Text provided ▸
(begin)
The Indiana Court of Appeals handed down a decision last Friday in the case Hutchens v. BAC Home Loans Servicing, LP, which contains some instructive discussion identifying some borrower mistakes before the trial court.  The Court affirmed the trial court's grant of summary judgment.

This is not a case to celebrate or trumpet.  Neither is it of any significant precedential value.  Rather, it is merely another borrower loss by an attorney representing himself pro se which shows that even attorneys can make some careless and foolish mistakes.

The case is:
Hutchens v. BAC Home Loans Servicing, LP, No. 29A02-1010-MF-1085 (Ind. App. June 24, 2011) [unpublished]

There is some discussion within the decision about Mr. Robert Hutchens' second mortgage (home equity line of credit) on the same property.  This seems to be a bit of a red herring.

The second lien was apparently assigned to United Guaranty, a private mortgage insurer which must have insured this loan, and Mr. Hutchens seems to have successfully negotiated a settlement of that second lien.  While he wanted to find fault in the timeliness of the satisfaction, this seemed not to be a central issue in the foreclosure case and the, probably correctly, affirmed the findings of the trial court regarding the second lien.
(end)
Answer these questions from the text on the Hutchens appeal:
(a) What did the Court of Appeals do with the trial court's grant of summary judgment?
(b) What case number does the text give for Hutchens v. BAC Home Loans Servicing, LP?
(c) To whom was the second lien apparently assigned?

Data provided ▸
(begin)
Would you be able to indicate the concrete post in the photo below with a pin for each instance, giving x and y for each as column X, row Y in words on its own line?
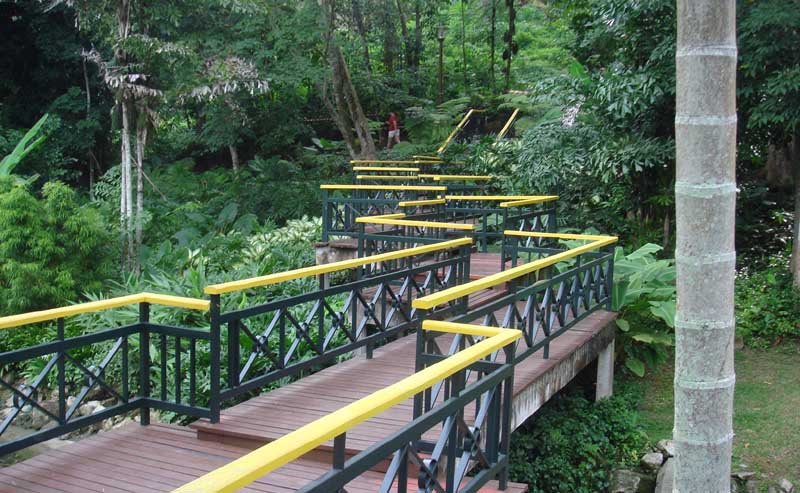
column 605, row 372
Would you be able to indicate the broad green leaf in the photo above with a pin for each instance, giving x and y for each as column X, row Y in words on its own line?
column 665, row 310
column 635, row 365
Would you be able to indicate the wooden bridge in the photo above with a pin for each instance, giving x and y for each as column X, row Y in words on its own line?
column 407, row 367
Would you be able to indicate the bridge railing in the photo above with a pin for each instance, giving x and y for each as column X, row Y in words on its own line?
column 542, row 306
column 391, row 232
column 283, row 337
column 128, row 373
column 343, row 204
column 482, row 451
column 494, row 214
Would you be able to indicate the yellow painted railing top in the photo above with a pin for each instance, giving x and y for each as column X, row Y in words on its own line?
column 560, row 236
column 455, row 131
column 503, row 277
column 504, row 198
column 101, row 305
column 414, row 203
column 317, row 270
column 393, row 220
column 398, row 169
column 507, row 126
column 457, row 177
column 389, row 188
column 530, row 201
column 392, row 161
column 387, row 177
column 249, row 468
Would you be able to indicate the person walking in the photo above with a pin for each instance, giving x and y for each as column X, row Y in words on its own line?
column 394, row 131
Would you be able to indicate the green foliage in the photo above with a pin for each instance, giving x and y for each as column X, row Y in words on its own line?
column 770, row 67
column 767, row 305
column 27, row 144
column 572, row 444
column 52, row 249
column 644, row 295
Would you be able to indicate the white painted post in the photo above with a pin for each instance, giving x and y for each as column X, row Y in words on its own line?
column 605, row 373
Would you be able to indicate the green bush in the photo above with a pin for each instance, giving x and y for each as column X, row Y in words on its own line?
column 767, row 305
column 572, row 444
column 52, row 249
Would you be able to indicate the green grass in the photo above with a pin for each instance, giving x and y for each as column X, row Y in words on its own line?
column 766, row 410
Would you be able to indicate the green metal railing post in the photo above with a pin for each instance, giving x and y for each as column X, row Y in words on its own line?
column 233, row 353
column 62, row 378
column 144, row 362
column 213, row 402
column 326, row 216
column 505, row 425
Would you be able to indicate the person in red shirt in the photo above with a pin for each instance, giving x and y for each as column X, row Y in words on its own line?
column 394, row 131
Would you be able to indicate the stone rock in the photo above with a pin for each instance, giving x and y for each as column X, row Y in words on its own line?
column 627, row 481
column 666, row 447
column 652, row 461
column 752, row 486
column 666, row 477
column 743, row 475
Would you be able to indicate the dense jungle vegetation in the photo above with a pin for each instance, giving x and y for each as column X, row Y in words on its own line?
column 168, row 145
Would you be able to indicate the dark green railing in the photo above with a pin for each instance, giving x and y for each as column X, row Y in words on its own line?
column 265, row 342
column 143, row 366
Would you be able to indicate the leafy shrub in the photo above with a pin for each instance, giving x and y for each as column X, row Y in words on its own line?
column 644, row 295
column 767, row 305
column 572, row 444
column 52, row 249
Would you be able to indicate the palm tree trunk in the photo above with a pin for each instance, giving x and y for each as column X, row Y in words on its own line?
column 141, row 144
column 705, row 199
column 126, row 210
column 796, row 235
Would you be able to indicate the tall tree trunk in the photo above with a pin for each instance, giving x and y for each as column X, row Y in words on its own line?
column 358, row 18
column 141, row 144
column 705, row 199
column 407, row 44
column 796, row 235
column 417, row 34
column 126, row 191
column 234, row 157
column 345, row 108
column 464, row 47
column 492, row 39
column 356, row 112
column 339, row 119
column 389, row 36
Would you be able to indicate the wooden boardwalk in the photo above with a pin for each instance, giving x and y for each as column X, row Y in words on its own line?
column 162, row 457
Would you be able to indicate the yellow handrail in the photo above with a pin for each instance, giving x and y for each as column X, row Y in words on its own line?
column 386, row 177
column 457, row 177
column 504, row 198
column 385, row 168
column 395, row 221
column 503, row 277
column 456, row 130
column 101, row 305
column 262, row 461
column 389, row 188
column 414, row 203
column 529, row 201
column 507, row 126
column 393, row 161
column 316, row 270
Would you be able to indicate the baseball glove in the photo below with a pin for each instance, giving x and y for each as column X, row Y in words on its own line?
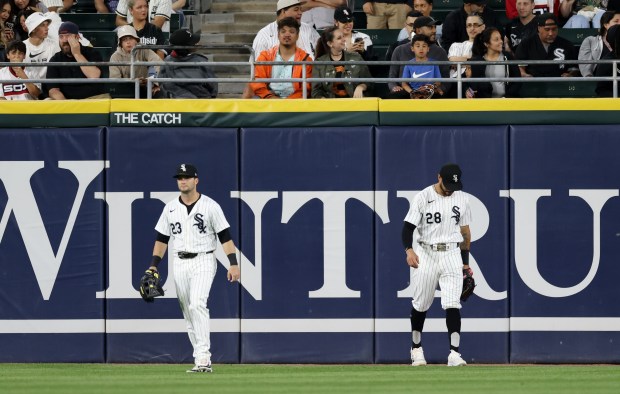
column 468, row 284
column 423, row 92
column 150, row 287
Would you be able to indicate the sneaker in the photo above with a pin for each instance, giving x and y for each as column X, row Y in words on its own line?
column 455, row 359
column 201, row 368
column 417, row 357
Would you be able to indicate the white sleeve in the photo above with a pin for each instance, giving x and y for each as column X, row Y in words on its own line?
column 466, row 218
column 217, row 218
column 161, row 8
column 163, row 224
column 122, row 9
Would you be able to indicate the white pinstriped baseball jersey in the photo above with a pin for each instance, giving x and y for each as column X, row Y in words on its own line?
column 195, row 232
column 439, row 218
column 267, row 38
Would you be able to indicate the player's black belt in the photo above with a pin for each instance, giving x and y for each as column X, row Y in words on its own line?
column 442, row 247
column 189, row 255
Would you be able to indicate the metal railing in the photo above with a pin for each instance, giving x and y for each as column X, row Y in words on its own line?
column 305, row 79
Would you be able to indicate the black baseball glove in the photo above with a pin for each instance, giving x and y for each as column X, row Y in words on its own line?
column 423, row 92
column 468, row 284
column 150, row 286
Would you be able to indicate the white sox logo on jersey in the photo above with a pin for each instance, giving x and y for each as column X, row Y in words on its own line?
column 200, row 223
column 45, row 258
column 558, row 54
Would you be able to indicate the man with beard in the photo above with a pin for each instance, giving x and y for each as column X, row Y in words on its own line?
column 522, row 27
column 424, row 25
column 547, row 45
column 72, row 51
column 287, row 50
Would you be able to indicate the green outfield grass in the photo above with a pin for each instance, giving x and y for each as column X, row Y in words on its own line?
column 169, row 379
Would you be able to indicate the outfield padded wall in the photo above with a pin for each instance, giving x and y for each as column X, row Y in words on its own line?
column 316, row 213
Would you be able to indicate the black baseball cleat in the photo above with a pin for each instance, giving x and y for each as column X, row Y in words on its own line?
column 201, row 368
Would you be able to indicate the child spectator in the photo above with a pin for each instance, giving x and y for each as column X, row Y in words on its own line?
column 420, row 46
column 16, row 52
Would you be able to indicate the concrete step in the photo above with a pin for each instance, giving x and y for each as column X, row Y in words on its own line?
column 251, row 28
column 244, row 7
column 261, row 18
column 221, row 38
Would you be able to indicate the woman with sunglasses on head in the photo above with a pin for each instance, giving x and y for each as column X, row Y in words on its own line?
column 355, row 41
column 488, row 46
column 331, row 47
column 461, row 51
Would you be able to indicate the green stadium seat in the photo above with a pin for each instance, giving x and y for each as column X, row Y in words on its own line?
column 579, row 89
column 121, row 90
column 105, row 52
column 381, row 37
column 447, row 4
column 100, row 38
column 576, row 36
column 92, row 21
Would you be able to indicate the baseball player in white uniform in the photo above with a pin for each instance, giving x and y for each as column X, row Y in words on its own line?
column 194, row 223
column 441, row 213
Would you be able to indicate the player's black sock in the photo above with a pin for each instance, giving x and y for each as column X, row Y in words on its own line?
column 417, row 325
column 453, row 322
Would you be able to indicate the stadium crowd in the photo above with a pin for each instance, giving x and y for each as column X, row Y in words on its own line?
column 33, row 31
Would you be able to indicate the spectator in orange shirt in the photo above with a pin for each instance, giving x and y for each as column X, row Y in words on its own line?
column 286, row 50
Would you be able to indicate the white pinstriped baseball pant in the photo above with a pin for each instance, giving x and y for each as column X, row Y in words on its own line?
column 193, row 279
column 443, row 268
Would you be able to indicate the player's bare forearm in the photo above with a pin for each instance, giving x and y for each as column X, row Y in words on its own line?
column 466, row 233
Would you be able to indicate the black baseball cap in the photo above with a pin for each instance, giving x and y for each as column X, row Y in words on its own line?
column 343, row 14
column 425, row 21
column 543, row 19
column 186, row 170
column 451, row 176
column 184, row 37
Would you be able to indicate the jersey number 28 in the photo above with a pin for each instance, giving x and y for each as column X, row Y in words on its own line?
column 433, row 218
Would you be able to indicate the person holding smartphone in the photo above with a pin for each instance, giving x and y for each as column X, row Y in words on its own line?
column 355, row 41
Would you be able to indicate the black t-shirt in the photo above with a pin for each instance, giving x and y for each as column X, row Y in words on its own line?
column 517, row 31
column 532, row 48
column 73, row 90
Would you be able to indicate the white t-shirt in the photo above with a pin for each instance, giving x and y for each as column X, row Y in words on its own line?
column 156, row 8
column 40, row 54
column 18, row 90
column 195, row 232
column 267, row 38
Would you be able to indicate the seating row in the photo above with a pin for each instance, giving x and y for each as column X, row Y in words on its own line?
column 107, row 22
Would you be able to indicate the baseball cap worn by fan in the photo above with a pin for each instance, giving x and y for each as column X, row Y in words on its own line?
column 34, row 20
column 451, row 177
column 184, row 37
column 425, row 21
column 68, row 28
column 124, row 31
column 547, row 19
column 287, row 3
column 343, row 14
column 186, row 170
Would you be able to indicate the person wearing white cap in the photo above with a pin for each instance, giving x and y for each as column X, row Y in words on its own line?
column 267, row 37
column 320, row 13
column 39, row 47
column 127, row 40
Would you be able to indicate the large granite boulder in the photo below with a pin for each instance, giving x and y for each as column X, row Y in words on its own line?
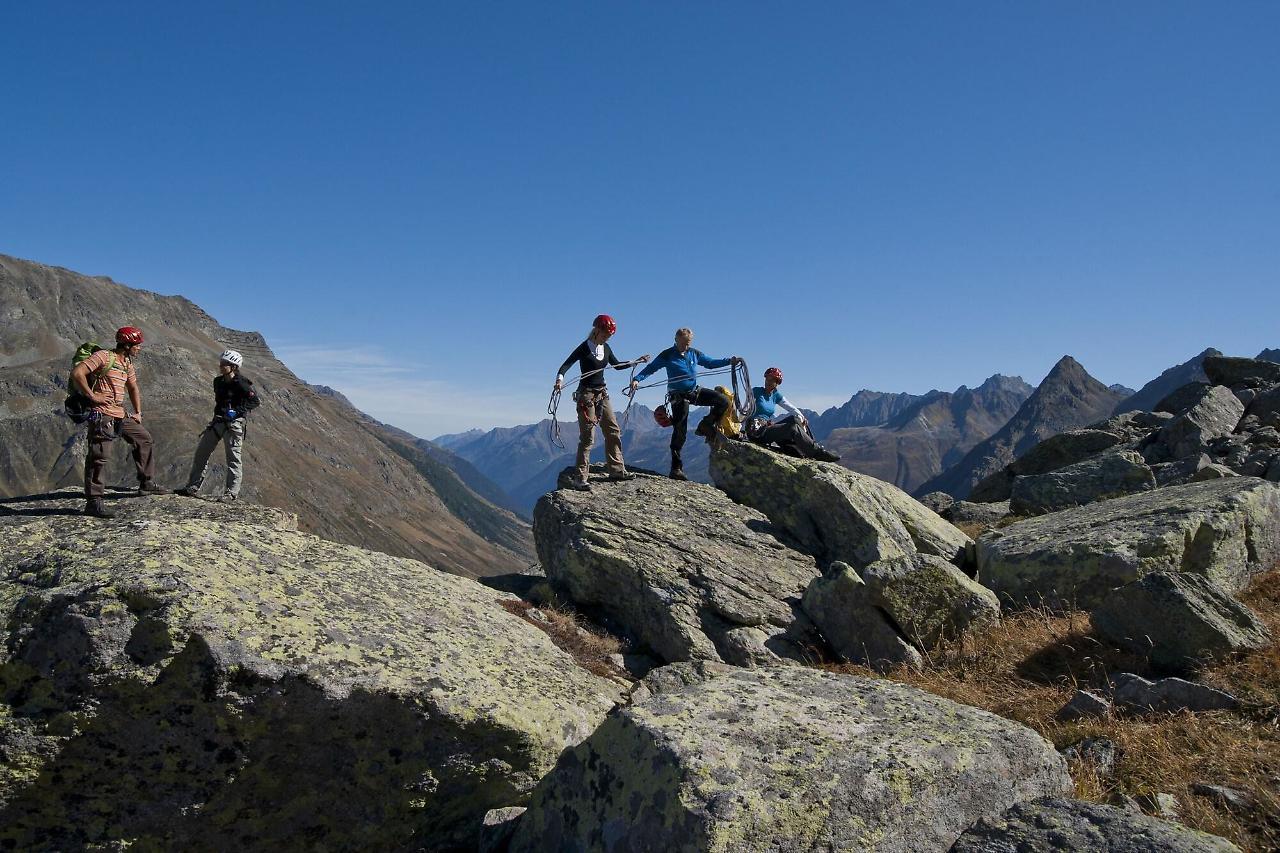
(end)
Worked solution ▸
(a) It affirmed the grant of summary judgment.
(b) No. 29A02-1010-MF-1085
(c) United Guaranty, a private mortgage insurer.